Die Atmung ist ein lebensnotwendiger Prozess, der durch das Zusammenspiel verschiedener Muskeln ermöglicht wird. Eine Lähmung der Atemmuskulatur kann schwerwiegende Folgen haben und sogar lebensbedrohlich sein. Dieser Artikel beleuchtet die Ursachen, Diagnose und Behandlungsmöglichkeiten dieser Erkrankung.
Einführung in die Atemmuskulatur
Unser Atemsystem besteht aus zwei Hauptkomponenten: dem gasaustauschenden System (Lunge) und dem ventilierenden System (Atempumpe). Die Atempumpe umfasst die Atemmuskulatur, die für die Bewegung der Luft in und aus der Lunge verantwortlich ist.
Das Zwerchfell: Der wichtigste Atemmuskel
Das Zwerchfell, eine Muskel-Sehnen-Platte, trennt Brust- und Bauchhöhle voneinander und ist der wichtigste Atemmuskel. In Ruhe leistet es 30-50 % der Atemarbeit, bei körperlicher Belastung sogar bis zu 80 %. Beim Einatmen senkt sich das Zwerchfell in die Bauchhöhle, wodurch sich das Lungenvolumen vergrößert und Luft einströmen kann.

◇ ◇ ◇ ◇

▶ ERFORDERLICHE SCHRITTE
A. Gib aus dem Text über die Atemmuskulatur den Abschnitt zwischen "Die Atmung ist" und "Behandlungsmöglichkeiten dieser Erkrankung." einschließlich wortgetreu wieder.
B. Welchen Anteil der Atemarbeit übernimmt das Zwerchfell laut dem Text über die Atemmuskulatur bei körperlicher Belastung?
C. Greif den Text über die Atemmuskulatur nach seinem letzten Satz auf und schreib ihn weiter.
Die Zeilen stammen aus einer anderen Quelle.

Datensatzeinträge
◇ ◇ ◇ ◇

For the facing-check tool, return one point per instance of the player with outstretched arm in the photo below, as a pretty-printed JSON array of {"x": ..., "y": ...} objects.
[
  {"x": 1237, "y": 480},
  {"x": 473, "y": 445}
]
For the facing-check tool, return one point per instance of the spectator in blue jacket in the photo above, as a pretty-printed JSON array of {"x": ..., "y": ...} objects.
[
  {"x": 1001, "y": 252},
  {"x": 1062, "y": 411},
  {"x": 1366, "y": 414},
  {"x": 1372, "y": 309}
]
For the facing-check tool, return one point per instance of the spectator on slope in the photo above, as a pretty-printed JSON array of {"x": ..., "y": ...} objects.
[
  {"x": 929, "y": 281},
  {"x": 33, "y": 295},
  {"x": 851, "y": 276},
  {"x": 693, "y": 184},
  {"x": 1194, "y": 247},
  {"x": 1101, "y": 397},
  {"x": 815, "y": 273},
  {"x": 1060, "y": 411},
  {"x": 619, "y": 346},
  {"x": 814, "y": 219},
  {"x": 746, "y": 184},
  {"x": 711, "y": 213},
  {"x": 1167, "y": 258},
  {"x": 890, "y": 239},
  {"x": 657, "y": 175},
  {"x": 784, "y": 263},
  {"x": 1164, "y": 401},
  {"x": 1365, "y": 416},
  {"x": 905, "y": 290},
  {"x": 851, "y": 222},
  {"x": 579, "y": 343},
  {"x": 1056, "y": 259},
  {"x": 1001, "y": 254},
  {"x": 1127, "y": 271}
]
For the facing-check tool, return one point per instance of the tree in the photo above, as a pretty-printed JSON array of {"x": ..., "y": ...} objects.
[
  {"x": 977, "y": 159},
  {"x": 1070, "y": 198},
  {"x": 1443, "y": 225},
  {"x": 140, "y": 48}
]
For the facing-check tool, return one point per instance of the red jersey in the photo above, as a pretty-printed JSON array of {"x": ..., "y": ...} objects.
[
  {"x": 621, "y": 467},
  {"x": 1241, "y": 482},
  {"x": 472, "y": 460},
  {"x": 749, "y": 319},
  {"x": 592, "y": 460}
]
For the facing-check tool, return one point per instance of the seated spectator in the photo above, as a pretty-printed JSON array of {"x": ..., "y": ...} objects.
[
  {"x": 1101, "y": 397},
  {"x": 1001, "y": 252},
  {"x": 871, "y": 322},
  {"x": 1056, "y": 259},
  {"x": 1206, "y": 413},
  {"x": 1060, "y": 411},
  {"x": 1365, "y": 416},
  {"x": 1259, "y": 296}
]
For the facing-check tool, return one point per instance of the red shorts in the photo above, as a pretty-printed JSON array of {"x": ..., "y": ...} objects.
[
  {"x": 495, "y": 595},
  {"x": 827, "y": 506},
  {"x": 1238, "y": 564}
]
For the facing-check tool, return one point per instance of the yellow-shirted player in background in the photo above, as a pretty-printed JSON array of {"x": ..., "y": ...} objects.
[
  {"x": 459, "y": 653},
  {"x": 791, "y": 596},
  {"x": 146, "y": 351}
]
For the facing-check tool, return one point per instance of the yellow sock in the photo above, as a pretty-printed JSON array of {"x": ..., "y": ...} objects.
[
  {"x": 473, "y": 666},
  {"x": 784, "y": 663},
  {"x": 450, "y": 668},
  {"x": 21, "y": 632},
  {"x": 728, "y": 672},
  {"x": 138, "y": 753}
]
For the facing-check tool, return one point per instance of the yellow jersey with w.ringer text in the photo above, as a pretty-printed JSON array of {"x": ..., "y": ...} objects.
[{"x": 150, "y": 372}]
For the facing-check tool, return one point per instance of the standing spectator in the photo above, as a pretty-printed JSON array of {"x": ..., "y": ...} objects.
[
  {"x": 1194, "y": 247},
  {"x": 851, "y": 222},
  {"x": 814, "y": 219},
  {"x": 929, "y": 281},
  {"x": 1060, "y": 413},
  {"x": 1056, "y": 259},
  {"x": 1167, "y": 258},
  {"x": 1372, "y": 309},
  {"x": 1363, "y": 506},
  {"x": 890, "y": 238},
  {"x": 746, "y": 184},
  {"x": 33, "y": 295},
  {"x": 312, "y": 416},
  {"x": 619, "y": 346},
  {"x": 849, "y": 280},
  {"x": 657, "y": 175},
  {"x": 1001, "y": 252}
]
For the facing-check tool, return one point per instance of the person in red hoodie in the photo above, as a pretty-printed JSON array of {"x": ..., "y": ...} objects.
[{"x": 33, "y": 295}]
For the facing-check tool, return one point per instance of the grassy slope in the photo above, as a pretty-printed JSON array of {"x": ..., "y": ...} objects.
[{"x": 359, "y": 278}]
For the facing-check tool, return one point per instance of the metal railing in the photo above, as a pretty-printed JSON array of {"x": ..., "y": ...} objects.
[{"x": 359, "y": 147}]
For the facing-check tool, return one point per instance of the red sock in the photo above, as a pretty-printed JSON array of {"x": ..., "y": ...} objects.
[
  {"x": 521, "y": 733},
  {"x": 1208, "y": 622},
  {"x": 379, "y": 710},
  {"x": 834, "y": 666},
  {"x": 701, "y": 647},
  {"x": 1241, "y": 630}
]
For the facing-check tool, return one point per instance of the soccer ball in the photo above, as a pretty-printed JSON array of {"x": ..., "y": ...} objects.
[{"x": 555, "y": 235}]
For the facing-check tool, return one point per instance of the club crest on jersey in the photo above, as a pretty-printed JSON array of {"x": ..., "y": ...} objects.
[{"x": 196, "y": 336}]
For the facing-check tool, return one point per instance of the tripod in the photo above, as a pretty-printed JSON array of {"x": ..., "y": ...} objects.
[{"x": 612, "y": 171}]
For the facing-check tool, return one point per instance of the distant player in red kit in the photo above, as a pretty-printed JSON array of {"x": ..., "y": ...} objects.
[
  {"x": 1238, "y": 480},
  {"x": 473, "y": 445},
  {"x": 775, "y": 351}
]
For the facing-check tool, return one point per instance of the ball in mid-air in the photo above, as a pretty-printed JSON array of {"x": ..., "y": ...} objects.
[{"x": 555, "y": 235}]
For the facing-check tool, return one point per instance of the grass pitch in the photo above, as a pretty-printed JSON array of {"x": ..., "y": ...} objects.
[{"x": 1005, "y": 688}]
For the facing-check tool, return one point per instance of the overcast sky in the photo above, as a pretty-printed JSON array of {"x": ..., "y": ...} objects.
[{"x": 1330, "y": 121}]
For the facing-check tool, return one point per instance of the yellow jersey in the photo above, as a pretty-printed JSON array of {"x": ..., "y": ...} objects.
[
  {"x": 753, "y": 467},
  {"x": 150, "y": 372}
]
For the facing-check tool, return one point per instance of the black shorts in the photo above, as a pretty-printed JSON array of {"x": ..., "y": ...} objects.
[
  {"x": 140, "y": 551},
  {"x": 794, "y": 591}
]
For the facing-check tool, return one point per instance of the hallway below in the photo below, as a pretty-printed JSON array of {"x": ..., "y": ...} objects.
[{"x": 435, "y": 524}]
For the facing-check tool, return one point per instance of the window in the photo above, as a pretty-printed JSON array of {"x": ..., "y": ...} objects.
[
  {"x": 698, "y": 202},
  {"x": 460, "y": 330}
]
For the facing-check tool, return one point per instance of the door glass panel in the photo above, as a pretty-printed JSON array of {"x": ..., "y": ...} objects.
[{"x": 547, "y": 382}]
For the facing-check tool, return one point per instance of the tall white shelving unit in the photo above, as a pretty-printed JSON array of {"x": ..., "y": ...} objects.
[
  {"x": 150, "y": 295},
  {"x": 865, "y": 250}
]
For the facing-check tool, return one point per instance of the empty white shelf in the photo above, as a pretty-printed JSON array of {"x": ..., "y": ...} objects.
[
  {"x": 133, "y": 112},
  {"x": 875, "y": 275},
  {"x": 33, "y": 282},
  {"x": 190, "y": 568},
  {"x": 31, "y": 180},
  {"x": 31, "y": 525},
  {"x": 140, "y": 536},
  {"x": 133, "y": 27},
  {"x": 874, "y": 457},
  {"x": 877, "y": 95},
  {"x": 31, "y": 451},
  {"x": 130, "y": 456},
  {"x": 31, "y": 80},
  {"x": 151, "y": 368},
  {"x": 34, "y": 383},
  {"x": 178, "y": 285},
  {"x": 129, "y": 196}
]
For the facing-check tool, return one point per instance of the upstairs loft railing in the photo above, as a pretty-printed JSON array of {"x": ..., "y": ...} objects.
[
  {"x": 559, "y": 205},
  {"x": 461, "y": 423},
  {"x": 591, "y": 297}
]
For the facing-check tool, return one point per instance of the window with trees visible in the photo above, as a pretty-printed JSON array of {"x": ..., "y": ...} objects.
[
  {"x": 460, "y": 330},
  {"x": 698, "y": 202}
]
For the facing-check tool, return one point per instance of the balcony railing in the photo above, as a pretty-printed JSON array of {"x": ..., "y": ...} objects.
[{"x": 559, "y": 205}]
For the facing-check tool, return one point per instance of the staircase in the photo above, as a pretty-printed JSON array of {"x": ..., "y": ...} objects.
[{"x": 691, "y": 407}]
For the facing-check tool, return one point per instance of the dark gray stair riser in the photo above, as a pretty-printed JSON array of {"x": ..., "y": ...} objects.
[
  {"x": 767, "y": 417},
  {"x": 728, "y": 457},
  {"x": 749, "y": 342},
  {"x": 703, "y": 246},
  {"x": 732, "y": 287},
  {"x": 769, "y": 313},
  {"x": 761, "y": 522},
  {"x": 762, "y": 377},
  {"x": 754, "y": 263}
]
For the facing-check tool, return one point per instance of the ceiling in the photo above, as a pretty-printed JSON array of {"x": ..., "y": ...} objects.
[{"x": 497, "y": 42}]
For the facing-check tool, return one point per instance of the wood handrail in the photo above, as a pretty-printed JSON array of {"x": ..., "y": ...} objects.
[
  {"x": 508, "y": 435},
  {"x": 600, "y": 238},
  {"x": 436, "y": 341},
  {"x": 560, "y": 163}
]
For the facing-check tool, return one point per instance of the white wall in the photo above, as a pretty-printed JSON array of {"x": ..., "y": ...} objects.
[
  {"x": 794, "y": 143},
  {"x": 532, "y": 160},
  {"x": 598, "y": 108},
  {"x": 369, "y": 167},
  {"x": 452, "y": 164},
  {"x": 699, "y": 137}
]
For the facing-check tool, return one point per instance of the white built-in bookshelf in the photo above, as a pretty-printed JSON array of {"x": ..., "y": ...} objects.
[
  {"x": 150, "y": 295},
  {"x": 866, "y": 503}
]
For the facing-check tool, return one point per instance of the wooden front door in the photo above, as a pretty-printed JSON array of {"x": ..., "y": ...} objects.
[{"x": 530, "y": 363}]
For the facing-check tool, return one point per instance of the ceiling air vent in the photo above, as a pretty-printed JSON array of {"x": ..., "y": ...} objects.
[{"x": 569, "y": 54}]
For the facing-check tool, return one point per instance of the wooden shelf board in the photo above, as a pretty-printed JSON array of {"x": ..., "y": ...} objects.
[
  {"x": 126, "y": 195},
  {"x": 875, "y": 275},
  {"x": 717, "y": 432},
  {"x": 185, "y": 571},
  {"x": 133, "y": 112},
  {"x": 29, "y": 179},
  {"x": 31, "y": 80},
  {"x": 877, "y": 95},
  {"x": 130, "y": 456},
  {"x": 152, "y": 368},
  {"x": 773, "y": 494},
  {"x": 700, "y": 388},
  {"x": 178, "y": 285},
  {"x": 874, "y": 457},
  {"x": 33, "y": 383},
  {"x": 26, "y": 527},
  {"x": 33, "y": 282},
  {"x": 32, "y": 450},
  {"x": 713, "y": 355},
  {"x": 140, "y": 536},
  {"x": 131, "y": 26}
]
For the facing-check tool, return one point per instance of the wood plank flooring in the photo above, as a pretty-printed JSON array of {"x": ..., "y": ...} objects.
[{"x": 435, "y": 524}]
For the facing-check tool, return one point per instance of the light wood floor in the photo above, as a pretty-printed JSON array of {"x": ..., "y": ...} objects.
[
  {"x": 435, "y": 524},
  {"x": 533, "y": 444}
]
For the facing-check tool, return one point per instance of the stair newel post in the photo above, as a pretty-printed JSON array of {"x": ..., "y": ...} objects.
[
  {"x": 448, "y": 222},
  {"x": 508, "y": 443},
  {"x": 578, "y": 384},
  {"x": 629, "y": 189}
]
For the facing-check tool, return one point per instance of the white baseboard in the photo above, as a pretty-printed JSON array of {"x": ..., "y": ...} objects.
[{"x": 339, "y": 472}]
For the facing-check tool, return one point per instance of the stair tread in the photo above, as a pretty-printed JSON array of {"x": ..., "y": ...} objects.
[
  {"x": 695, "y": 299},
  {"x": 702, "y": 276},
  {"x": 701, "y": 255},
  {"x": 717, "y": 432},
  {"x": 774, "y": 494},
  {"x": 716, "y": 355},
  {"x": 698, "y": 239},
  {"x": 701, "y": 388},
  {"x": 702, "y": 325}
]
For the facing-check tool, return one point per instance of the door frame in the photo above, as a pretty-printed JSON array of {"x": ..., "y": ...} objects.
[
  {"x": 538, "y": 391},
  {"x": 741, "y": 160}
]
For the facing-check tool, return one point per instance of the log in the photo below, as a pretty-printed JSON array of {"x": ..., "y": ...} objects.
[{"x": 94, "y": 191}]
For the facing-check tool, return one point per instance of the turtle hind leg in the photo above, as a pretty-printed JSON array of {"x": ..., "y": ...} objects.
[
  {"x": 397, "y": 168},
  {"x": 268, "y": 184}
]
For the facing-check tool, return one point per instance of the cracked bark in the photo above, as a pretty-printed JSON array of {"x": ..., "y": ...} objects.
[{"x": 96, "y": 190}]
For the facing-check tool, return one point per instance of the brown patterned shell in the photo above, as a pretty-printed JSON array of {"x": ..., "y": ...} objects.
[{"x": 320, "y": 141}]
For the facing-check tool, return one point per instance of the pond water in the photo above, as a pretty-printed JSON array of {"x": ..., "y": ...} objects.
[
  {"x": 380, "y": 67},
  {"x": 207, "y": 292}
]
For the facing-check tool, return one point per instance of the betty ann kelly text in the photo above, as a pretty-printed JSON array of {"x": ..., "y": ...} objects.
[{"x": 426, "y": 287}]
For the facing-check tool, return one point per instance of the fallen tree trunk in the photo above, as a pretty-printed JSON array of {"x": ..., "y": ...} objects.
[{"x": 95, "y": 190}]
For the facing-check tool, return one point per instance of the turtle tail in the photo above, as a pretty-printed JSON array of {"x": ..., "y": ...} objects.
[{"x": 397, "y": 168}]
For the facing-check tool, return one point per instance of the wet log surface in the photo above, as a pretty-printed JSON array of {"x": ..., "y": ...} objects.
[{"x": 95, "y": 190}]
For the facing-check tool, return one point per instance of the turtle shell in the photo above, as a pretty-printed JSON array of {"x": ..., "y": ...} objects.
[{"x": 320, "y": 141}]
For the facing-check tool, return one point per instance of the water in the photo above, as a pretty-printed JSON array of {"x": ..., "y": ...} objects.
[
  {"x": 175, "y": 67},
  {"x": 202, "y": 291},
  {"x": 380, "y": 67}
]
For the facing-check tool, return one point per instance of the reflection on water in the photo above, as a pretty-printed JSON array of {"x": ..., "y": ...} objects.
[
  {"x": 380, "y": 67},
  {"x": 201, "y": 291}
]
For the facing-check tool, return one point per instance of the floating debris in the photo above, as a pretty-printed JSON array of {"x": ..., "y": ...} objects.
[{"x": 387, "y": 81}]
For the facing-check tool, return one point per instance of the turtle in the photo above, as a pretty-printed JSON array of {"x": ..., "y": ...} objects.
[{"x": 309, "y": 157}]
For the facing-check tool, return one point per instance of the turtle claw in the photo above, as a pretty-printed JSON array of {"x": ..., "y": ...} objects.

◇ ◇ ◇ ◇

▶ ANTWORTEN DER REIHE NACH
A.
Die Atmung ist ein lebensnotwendiger Prozess, der durch das Zusammenspiel verschiedener Muskeln ermöglicht wird. Eine Lähmung der Atemmuskulatur kann schwerwiegende Folgen haben und sogar lebensbedrohlich sein. Dieser Artikel beleuchtet die Ursachen, Diagnose und Behandlungsmöglichkeiten dieser Erkrankung.

B. Bis zu 80 % der Atemarbeit.

C.
Weitere Atemmuskeln
Neben dem Zwerchfell gibt es weitere Muskeln, die an der Atmung beteiligt sind:
- Zwischenrippenmuskeln: Diese Muskeln zwischen den Rippen unterstützen die Atembewegungen.
- Atemhilfsmuskeln: Bei verstärkter Atemtätigkeit kommen Muskeln des Schultergürtels, größere Brustmuskeln und Halsmuskeln zum Einsatz.
Die Atemmuskeln können willkürlich aktiviert werden, aber in der Regel steuert das Gehirn die Atmung automatisch.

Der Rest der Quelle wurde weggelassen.